[INSTRUCTIONS TO FOLLOW] Your task is to restate exactly the lines from the one holding "Zoom in on ripples" to the end of the entries below, inclusive.

* * * * * * * * *

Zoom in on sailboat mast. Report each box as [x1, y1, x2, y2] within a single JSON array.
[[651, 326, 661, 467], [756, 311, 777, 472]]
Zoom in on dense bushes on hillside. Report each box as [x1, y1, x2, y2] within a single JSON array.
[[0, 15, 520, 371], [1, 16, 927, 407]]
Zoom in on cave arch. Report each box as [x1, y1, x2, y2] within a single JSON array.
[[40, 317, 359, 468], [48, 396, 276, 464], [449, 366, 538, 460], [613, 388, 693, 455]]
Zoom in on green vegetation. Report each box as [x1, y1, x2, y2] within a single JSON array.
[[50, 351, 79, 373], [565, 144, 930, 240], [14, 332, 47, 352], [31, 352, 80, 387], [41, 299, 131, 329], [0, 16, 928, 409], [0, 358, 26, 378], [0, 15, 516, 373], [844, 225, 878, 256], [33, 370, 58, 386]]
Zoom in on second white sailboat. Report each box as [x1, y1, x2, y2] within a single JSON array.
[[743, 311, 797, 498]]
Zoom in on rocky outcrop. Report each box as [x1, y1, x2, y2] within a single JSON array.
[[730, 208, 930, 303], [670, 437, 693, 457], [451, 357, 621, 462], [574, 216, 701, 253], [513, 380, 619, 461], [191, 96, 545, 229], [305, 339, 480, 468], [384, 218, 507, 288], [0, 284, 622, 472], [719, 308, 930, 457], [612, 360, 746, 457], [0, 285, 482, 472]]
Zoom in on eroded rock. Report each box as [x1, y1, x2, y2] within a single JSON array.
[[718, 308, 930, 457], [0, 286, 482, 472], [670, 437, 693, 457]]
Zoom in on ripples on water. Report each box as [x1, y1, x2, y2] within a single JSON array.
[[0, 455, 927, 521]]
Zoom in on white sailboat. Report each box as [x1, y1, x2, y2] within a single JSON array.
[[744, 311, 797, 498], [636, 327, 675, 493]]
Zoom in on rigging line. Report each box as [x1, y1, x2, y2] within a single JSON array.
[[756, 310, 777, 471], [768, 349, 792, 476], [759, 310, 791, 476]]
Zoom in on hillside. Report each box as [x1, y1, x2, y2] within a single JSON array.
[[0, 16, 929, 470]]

* * * * * * * * *

[ANSWER BELOW]
Zoom in on ripples on water. Report each box as [x1, y1, x2, y2] within a single JSON array.
[[0, 455, 927, 521]]
Zoom in on white sailboat. Report each box as [x1, y1, x2, y2] within a single JSON array.
[[744, 311, 797, 498], [636, 327, 675, 493]]
Zoom in on rigging line. Report each box as [x1, y1, x2, y2] within a single JSON array.
[[756, 310, 777, 471], [768, 349, 792, 476], [759, 310, 791, 476]]
Zoom in on hillside. Report each box as [x1, y1, x2, y2] within a single JSON array.
[[0, 16, 929, 470]]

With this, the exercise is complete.